**Data:**

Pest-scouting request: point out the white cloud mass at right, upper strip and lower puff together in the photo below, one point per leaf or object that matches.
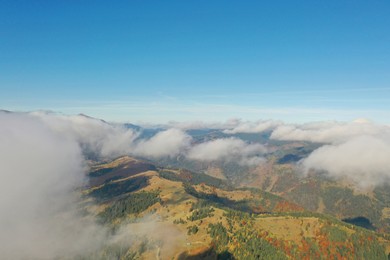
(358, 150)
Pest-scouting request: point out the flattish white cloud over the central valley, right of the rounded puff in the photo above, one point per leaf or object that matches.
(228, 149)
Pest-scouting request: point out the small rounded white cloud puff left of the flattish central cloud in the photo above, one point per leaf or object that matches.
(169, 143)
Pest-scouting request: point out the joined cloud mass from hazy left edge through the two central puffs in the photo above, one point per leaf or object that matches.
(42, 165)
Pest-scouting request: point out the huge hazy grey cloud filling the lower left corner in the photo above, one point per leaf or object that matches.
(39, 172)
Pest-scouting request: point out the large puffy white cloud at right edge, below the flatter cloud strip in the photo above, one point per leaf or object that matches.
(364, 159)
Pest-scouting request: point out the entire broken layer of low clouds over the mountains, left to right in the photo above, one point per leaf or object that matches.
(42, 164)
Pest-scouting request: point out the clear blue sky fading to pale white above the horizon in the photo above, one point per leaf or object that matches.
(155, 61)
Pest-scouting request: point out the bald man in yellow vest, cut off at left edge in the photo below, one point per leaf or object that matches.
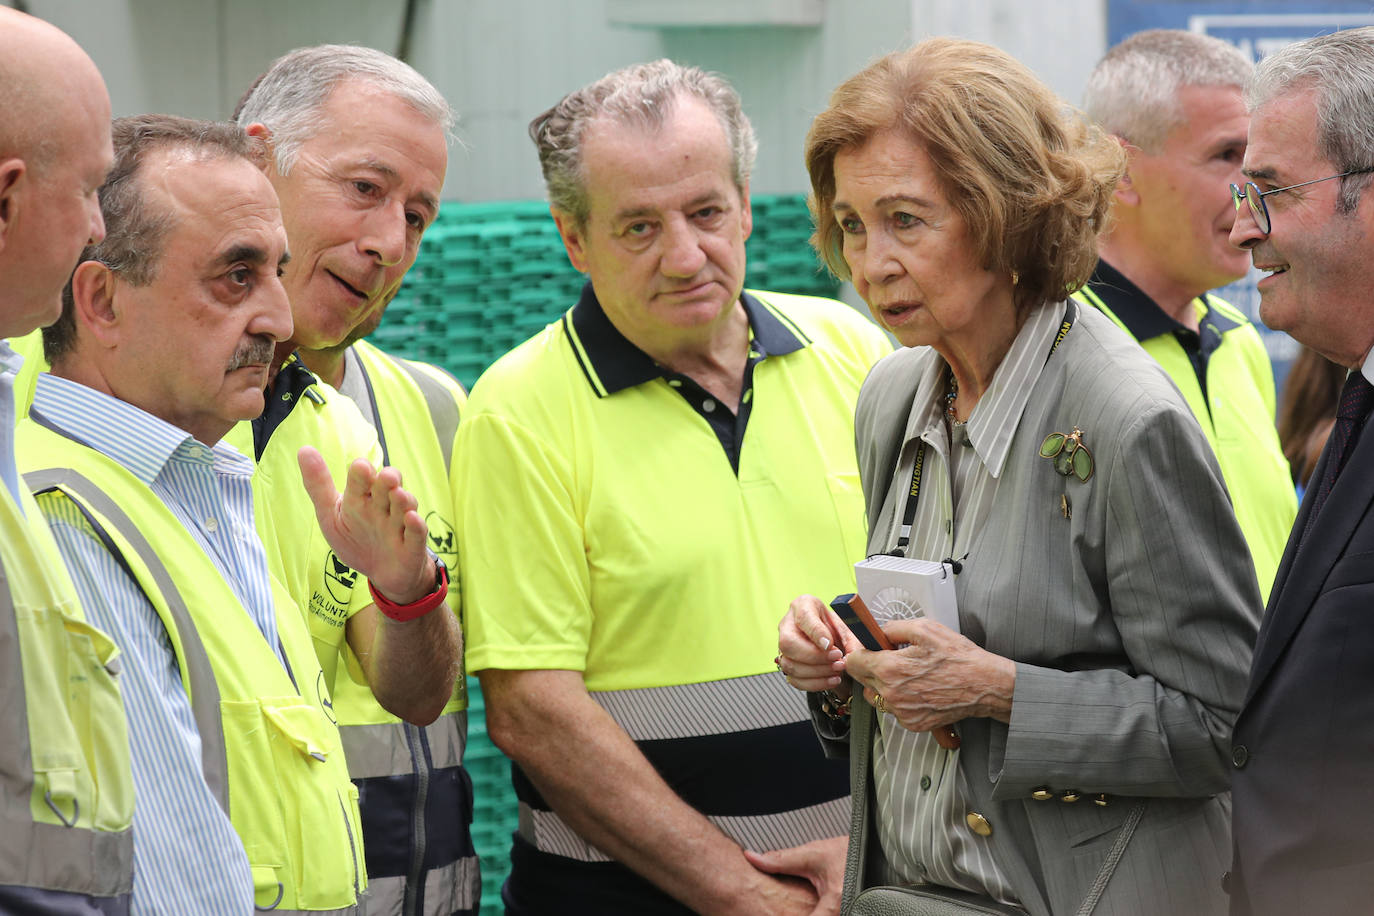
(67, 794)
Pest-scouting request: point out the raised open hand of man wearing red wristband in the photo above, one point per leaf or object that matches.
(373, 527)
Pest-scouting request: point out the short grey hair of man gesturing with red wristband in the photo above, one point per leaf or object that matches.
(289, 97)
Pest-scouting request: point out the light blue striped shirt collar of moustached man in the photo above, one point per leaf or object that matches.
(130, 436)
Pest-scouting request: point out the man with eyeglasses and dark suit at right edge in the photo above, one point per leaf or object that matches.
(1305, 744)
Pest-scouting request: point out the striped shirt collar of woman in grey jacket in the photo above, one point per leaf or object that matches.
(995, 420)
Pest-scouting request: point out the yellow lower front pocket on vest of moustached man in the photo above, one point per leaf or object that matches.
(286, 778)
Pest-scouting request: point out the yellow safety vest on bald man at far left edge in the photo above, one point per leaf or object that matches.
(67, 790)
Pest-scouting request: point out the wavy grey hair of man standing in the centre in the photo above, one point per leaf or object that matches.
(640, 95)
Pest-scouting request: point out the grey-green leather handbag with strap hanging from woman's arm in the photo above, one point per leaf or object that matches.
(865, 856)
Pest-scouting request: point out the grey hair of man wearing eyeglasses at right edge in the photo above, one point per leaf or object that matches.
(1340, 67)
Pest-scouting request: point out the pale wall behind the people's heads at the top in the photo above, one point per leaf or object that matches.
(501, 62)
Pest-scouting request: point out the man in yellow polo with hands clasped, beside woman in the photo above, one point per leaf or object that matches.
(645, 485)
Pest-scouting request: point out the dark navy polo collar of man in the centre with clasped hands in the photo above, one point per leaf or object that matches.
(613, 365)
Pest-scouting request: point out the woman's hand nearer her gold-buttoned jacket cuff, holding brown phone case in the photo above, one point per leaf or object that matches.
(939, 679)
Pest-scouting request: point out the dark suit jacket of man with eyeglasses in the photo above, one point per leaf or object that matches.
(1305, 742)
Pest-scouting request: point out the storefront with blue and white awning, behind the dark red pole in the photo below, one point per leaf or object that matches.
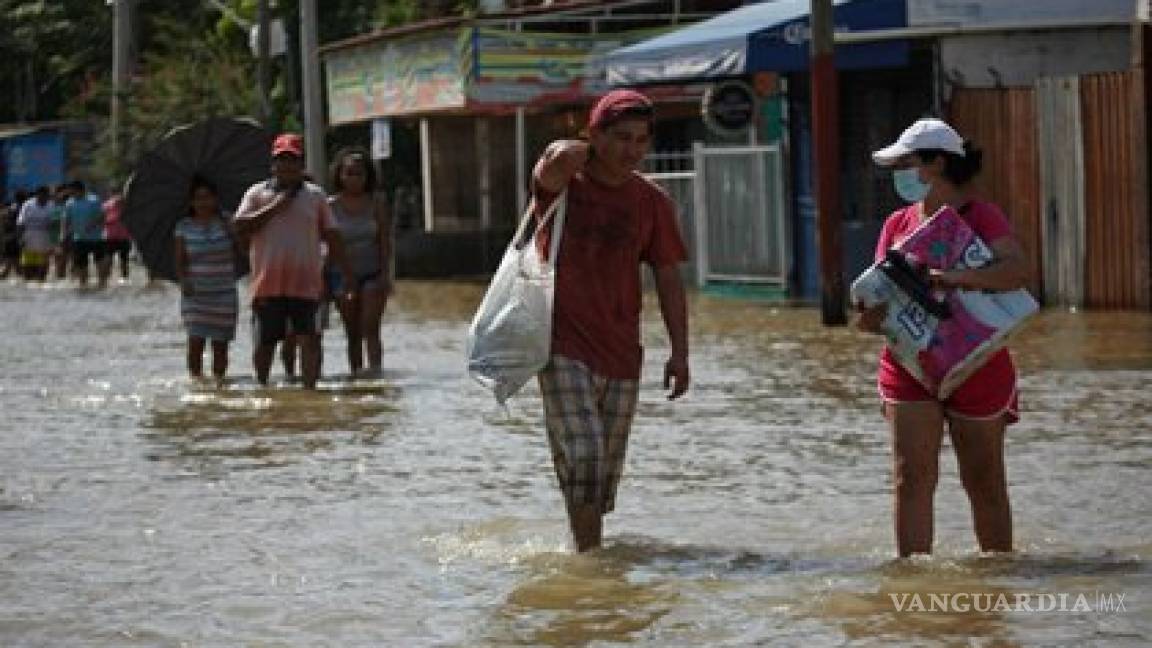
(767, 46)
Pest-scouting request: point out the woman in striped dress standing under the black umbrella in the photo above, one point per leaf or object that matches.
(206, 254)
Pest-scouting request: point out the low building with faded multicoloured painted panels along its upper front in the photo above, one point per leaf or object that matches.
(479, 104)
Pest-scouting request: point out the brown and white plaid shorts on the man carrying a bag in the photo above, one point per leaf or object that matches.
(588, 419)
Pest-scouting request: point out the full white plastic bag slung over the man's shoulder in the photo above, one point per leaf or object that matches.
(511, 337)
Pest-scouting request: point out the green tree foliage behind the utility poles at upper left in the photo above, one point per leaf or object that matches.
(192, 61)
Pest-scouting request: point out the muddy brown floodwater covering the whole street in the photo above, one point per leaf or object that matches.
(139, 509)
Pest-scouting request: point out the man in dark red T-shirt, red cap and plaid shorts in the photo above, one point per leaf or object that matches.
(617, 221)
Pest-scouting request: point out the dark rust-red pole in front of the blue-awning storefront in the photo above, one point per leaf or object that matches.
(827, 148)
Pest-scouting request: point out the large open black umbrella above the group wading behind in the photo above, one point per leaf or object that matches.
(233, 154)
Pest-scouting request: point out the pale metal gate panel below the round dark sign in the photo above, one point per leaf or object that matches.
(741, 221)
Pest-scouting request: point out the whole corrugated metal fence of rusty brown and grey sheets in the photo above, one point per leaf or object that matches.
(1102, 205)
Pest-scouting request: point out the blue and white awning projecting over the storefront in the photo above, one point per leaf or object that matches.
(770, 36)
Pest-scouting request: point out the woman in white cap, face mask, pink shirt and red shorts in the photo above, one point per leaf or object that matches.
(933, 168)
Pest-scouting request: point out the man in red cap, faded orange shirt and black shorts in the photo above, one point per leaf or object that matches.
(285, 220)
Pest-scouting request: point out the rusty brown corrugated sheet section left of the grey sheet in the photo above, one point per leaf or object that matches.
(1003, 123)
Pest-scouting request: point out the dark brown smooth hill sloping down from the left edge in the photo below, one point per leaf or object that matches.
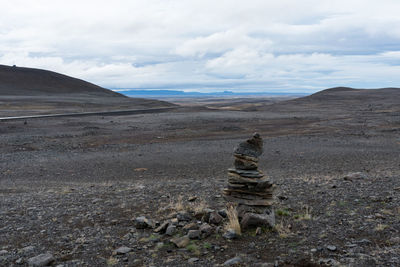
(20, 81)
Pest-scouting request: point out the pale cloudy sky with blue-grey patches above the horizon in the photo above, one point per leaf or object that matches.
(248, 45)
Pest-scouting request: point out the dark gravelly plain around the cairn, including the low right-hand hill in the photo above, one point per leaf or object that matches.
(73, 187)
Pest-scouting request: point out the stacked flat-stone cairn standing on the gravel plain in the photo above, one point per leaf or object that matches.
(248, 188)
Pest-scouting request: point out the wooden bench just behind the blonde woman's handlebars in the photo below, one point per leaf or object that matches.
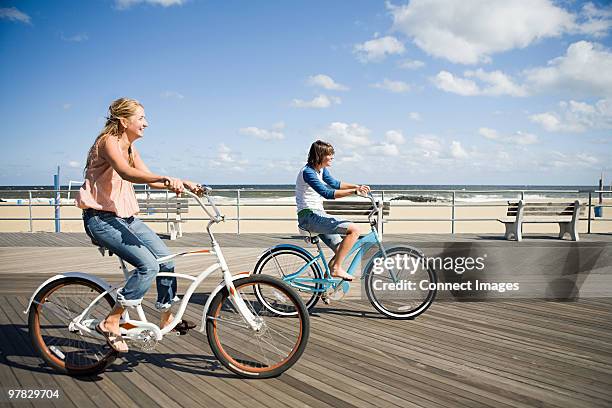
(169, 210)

**Problem:**
Print each entry precisely as written; the pictures stay out.

**Solution:**
Pest-scouting request: point out the white cloud mass at right, upper strip and lower puff together in the photo below, one point per leaf or object that matches.
(358, 150)
Pest-scouting request: point out the flattish white cloud over the central valley, right of the rounded puff in the photo above, one point per leaf or object that matches.
(228, 149)
Pest-scouting request: point out the small rounded white cloud puff left of the flattish central cloud in the photo above, one point per leaf or object that matches.
(169, 143)
Pest-scouting request: point out the joined cloud mass from hazy left edge through the two central puffs in the photo above, one point per leaf or object that matches.
(42, 165)
Pest-scouting request: point out the huge hazy grey cloud filling the lower left corner in the photo above, one point per leaf or object that matches.
(39, 172)
Pest-scouting request: point out the large puffy white cloud at right edge, below the flatter cloud strip in the photo above, one point per leaf or object that matches.
(364, 159)
Pest-scouting request: point out the entire broken layer of low clouds over the mountains, left to right in the photo above, one point per leaf or object that matches.
(42, 164)
Pest-scouting request: point out the clear blue sky fading to pale white above the horizon in the photo above, one point per leaf or object that matches.
(155, 61)
Pest-scouting request: point out the bald man in yellow vest, cut off at left edge in the photo below, one point per leaf or object that matches.
(67, 794)
Pest-scouting request: point out the raised open hand of man wearing red wristband in the photo above, one point per leaf or object that matches.
(373, 527)
Pest-scouting request: point out the short grey hair of man gesturing with red wristband in the photo above, one point per leaf or object that matches.
(289, 97)
Pest-scouting request: point out the light blue striped shirt collar of moustached man in the photo above, one point per leaf or object that matches.
(130, 436)
Pest-scouting request: point out the man with eyeglasses and dark suit at right edge in the photo above, one point per leaf or object that matches.
(1305, 744)
Pest-scouting request: point out the striped shirt collar of woman in grey jacket in the photo above, one point per leaf or object that matches.
(995, 420)
Pest-scouting request: point out the yellow lower front pocket on vest of moustached man in the photo above, one point per leaf or object that matches.
(286, 778)
Pest-scouting request: point out the yellow safety vest on bald man at far left edge in the photo above, one point per leaf or object that matches.
(67, 790)
Pest-scouting request: point out the wavy grey hair of man standing in the centre in the photo above, one point per leaf or object that matches.
(640, 95)
Pest-scouting request: point out the grey-green leather handbag with strap hanging from woman's arm in the photo above, one point per leaf or object that matches.
(865, 856)
Pest-scouting request: point out the grey hair of man wearing eyeglasses at right edge in the photo above, one point per leaf or object that matches.
(1340, 67)
Pest-scouting request: point out the pale wall behind the people's heads at the top in the photo above, one point per leaf or object that matches.
(501, 62)
Pest-scouting request: point out the man in yellow polo with hands clasped, beside woman in the photo above, one point per leaf or object that matches.
(645, 485)
Pest-scouting request: point out the dark navy polo collar of man in the centre with clasped hands in the photo above, one point per leaf or object that matches.
(613, 365)
Pest-scouting request: point out the woman's hand nearer her gold-buttoned jacket cuff, holding brown phone case in the photo above, one point per leaf or object that matches.
(939, 679)
Pest-scouting request: point out the dark suit jacket of man with eyeglasses in the photo above, one point per leaf or object that matches.
(1305, 742)
Pest-scouting request: point out the storefront with blue and white awning, behind the dark red pole in the photo below, one point per leaf or object that matches.
(767, 46)
Pest-scouting request: point out the woman in striped dress standing under the black umbrella in the photo above, one point per leaf or object that matches.
(206, 254)
Pest-scouting request: point out the low building with faded multicoloured painted panels along its upper front in the photo above, one point per leaf or object that matches.
(479, 104)
Pest-scouting request: point out the brown and white plaid shorts on the man carrying a bag in the photo above, one point per leaf or object that matches.
(588, 419)
Pest-scouting request: point out the full white plastic bag slung over the man's shoulder in the photo above, one point per leaf or object that matches.
(511, 337)
Pest-scouting request: point out the green tree foliage behind the utility poles at upper left in the photo above, one point per leaf or object that matches.
(192, 61)
Pest-scouting request: point out the muddy brown floodwater covering the whole street in the photo above, one point per leaf or object that matches.
(139, 509)
Pest-scouting request: point out the man in dark red T-shirt, red cap and plaid shorts in the photo above, one point per leaf or object that matches.
(617, 221)
Pest-scouting request: point out the dark rust-red pole in front of the blue-awning storefront in the photo above, one point per leaf or object that matches.
(827, 148)
Pest-scouting request: point out the large open black umbrella above the group wading behind in the photo above, one point per leaf or object that matches.
(233, 154)
Pest-scouting request: point out the pale metal gate panel below the round dark sign in the photo above, one point per leaf or object that matches.
(741, 221)
Pest-scouting request: point out the whole corrugated metal fence of rusty brown and grey sheets in the photo above, one point per leaf or object that matches.
(1102, 205)
Pest-scouting request: point out the blue and white awning projecting over the storefront in the photo above, one point per leaf or object that matches.
(770, 36)
Pest-scouting request: point out the woman in white cap, face mask, pink shirt and red shorts in the photo above, one point per leaf or object that matches.
(933, 168)
Pest-scouting request: point out the man in red cap, faded orange shirt and black shorts in the photo above, one point per leaf or object that matches.
(285, 220)
Pest-scouting request: point out the rusty brown corrugated sheet section left of the grey sheet in the photo above, one point per leaf or object that matches.
(1003, 123)
Pest-scouting request: point out the dark brown smooth hill sloping down from the left edge in the photo below, one point per leaf or object that matches.
(20, 81)
Pest-scouting request: point out the pale cloudy sky with blue-grey patches above the horizon in the photo above, one point per leaf or object that matches.
(248, 45)
Pest-scouting request: point out the dark gravelly plain around the cairn, including the low right-hand hill in the photo above, one point per leaf or object that matches.
(73, 187)
Pest-scouting request: point out the stacked flat-stone cairn standing on the gravel plain in the photo above, one point per leaf or object that matches.
(248, 188)
Pest-scouting request: point out the wooden bench just behind the blonde woman's handlebars in the photo below, one point per leaf or object that matches.
(169, 210)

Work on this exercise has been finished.